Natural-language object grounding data
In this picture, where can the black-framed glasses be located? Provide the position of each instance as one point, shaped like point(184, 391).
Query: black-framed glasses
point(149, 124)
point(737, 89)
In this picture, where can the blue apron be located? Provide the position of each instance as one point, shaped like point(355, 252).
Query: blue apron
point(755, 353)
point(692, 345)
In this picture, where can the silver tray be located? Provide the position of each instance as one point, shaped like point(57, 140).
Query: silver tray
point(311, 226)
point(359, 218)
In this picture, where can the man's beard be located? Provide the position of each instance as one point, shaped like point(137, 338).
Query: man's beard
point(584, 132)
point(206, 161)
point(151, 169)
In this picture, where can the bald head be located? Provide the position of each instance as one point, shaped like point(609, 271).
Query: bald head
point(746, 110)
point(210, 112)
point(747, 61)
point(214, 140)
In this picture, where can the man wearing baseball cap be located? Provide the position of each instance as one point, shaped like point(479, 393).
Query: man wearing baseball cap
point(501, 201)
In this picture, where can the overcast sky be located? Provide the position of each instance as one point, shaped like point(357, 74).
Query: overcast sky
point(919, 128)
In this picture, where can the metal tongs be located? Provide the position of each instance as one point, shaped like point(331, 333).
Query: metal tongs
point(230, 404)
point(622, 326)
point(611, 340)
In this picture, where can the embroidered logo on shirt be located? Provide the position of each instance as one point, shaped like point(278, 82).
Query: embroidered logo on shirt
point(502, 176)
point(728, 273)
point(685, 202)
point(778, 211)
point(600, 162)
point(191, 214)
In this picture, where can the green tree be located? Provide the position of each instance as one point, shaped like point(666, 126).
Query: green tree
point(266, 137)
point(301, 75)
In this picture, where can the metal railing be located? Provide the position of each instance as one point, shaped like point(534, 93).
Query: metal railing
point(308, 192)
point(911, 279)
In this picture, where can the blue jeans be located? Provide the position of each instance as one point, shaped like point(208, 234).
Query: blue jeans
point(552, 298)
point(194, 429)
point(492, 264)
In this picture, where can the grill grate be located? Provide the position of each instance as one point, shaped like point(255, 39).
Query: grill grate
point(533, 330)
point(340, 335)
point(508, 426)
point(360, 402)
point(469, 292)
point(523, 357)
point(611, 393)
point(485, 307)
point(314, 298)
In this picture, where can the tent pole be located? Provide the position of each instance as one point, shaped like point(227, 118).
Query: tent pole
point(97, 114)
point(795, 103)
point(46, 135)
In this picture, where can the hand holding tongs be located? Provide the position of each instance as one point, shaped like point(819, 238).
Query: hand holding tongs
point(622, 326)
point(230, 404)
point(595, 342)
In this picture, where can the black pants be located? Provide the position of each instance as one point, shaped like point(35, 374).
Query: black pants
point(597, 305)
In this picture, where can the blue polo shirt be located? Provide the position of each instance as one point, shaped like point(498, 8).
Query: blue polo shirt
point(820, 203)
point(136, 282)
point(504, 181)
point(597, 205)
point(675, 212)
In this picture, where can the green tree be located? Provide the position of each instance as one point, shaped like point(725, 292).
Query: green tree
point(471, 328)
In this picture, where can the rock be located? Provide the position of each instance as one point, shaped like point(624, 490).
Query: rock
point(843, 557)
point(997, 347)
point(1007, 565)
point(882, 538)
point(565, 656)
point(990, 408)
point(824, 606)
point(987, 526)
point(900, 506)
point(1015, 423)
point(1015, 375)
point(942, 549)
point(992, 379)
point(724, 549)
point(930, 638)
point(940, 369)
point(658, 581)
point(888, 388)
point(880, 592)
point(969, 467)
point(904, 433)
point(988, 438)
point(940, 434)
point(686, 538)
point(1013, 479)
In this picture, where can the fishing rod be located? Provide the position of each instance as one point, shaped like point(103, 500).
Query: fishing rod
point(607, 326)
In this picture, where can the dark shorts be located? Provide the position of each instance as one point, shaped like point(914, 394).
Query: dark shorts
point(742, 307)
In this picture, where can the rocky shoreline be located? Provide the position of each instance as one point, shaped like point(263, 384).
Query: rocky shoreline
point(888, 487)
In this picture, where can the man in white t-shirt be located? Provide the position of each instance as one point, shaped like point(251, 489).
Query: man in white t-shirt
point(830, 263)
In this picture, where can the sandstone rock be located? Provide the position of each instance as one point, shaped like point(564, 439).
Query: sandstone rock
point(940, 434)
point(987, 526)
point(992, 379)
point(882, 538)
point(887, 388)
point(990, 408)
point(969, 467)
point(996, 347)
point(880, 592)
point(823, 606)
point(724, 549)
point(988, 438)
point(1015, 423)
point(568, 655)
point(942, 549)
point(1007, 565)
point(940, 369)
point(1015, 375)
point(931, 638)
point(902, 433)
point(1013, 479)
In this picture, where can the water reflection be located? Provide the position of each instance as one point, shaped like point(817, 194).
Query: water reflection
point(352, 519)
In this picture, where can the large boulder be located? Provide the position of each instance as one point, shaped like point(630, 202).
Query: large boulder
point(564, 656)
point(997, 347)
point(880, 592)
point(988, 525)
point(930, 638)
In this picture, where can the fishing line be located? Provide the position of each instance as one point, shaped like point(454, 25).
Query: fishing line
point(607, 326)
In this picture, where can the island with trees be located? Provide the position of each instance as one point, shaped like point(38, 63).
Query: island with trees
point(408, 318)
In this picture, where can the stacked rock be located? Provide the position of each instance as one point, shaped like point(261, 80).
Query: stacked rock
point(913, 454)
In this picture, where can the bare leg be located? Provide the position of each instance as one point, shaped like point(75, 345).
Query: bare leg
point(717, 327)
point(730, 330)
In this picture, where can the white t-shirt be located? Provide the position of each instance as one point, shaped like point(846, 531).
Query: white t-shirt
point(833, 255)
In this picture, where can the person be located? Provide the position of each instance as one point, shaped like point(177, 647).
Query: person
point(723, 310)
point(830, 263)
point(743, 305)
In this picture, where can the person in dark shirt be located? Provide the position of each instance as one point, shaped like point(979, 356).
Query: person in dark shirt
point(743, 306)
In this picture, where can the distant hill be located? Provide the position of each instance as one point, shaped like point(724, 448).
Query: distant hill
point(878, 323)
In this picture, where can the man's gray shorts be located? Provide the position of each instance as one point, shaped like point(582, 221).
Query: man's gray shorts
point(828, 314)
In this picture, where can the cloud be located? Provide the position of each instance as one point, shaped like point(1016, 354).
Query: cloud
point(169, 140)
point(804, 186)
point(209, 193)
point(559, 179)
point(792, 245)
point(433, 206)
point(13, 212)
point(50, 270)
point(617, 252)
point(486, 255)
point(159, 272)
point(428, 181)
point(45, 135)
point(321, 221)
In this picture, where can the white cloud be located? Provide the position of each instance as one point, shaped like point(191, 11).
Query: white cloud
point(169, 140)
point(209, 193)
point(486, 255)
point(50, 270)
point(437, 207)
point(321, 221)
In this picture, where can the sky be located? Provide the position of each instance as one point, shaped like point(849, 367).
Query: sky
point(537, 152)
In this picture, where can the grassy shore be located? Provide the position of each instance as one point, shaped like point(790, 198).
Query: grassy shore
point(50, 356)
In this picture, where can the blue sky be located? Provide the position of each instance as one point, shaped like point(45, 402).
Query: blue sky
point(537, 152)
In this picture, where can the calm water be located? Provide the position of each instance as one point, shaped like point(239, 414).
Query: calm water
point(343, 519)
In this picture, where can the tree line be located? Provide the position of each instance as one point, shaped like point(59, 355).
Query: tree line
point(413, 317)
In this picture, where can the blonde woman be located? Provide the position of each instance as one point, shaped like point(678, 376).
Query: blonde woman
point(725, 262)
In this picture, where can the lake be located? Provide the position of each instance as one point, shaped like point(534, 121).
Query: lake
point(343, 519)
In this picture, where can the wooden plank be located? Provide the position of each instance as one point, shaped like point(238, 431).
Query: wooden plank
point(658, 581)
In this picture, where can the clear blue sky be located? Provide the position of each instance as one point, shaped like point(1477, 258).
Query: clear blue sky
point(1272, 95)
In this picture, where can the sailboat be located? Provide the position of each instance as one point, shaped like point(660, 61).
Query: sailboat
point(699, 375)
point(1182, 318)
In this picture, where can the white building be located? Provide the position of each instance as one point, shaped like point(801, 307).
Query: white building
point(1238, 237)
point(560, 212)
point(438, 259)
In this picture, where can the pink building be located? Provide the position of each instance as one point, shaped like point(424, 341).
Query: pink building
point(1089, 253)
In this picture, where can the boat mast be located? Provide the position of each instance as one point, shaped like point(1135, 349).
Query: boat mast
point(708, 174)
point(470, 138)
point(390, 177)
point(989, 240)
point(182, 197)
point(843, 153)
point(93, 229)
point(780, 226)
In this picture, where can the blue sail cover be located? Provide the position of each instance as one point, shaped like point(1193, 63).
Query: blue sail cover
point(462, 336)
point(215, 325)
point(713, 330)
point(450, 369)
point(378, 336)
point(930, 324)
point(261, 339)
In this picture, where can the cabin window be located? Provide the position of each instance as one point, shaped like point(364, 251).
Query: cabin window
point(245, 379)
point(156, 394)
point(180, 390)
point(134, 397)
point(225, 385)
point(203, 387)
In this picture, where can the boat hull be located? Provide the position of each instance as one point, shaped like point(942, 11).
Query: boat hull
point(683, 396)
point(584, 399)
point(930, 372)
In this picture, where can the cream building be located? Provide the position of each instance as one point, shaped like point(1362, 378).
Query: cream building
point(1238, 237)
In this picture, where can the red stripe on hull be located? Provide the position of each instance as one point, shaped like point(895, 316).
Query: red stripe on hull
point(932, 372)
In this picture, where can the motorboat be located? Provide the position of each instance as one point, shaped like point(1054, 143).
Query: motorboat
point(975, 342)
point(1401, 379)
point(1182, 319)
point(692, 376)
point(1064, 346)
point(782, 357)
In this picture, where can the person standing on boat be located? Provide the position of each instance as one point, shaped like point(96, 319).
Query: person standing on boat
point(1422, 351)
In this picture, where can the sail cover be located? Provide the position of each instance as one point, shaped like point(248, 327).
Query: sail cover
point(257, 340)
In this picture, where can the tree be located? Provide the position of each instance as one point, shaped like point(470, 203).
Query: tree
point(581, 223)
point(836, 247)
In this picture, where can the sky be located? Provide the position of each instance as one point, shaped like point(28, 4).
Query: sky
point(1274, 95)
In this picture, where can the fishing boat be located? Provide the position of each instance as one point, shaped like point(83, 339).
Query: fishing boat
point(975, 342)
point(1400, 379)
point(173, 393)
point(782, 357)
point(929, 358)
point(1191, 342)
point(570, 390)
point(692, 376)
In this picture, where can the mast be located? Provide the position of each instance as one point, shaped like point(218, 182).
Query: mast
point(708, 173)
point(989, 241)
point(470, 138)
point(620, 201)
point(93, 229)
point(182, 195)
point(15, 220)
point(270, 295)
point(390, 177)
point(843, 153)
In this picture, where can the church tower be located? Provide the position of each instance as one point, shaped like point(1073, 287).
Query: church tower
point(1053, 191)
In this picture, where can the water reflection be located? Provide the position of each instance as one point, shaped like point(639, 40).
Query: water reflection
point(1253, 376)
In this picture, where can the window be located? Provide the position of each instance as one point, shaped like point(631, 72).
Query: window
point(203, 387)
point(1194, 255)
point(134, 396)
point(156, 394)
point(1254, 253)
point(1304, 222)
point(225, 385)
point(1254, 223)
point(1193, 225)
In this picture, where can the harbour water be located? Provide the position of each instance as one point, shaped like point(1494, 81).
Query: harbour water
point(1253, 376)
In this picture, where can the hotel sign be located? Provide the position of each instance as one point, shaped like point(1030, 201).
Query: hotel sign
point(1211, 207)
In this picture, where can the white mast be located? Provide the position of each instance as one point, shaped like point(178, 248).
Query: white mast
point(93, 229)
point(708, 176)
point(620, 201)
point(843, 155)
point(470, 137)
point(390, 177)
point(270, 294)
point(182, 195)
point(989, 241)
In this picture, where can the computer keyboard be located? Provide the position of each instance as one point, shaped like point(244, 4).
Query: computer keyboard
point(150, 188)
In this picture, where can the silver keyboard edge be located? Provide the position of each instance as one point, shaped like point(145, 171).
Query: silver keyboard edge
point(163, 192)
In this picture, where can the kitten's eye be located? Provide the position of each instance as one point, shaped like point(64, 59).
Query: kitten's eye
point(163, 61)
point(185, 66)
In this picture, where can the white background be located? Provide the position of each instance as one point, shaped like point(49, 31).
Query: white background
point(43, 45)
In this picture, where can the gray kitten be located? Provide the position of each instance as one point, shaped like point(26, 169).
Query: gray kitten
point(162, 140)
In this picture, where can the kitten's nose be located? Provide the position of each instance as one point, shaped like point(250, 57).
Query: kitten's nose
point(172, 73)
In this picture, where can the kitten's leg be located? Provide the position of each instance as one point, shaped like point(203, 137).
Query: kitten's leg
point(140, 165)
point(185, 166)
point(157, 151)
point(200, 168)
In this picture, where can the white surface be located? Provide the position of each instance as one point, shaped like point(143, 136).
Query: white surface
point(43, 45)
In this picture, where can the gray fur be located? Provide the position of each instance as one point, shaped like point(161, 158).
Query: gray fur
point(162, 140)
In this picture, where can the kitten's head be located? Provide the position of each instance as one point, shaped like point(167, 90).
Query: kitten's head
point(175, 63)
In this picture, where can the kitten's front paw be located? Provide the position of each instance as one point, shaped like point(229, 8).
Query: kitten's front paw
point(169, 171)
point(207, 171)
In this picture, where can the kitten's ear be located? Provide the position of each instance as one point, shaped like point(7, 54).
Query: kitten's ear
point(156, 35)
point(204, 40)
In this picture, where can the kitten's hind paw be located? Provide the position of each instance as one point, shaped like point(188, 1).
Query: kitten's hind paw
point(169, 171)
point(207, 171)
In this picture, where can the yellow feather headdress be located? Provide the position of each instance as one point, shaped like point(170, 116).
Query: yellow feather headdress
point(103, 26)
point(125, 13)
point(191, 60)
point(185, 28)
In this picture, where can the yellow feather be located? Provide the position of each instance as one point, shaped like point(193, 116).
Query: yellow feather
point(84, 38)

▶ _WORK INSTRUCTION_
Send back an exact copy of only the lines from the line with "In this picture, where can the lake" up to and including the line with "In this picture, where can the boat mast" in the data above.

▶ _RESPONSE AREA_
In this picture, where can the lake be located? Provide the position of each instance as one point, shaped like point(534, 121).
Query: lake
point(343, 519)
In this picture, where can the wooden plank be located? Provide the position of each instance as one point, shaped like point(238, 431).
Query: wooden plank
point(658, 581)
In this picture, where can the clear blue sky be located? Provide the position of each instance as one point, shaped like point(1477, 258).
Query: clear blue sky
point(1272, 95)
In this picture, where can the sailboat be located? Provide the position of each instance as one point, shaped like point(660, 61).
Query: sailboat
point(699, 375)
point(1182, 318)
In this picture, where can the white building be located? Provide the position of each instance as one point, shaped like point(801, 307).
Query: white building
point(1238, 237)
point(560, 212)
point(438, 259)
In this picture, where can the pink building be located? Provide the position of each instance as one point, shaped like point(424, 341).
Query: pink building
point(1089, 253)
In this picture, where can the boat mast be located? Provide the position of each instance as one point, shaped like point(1135, 349).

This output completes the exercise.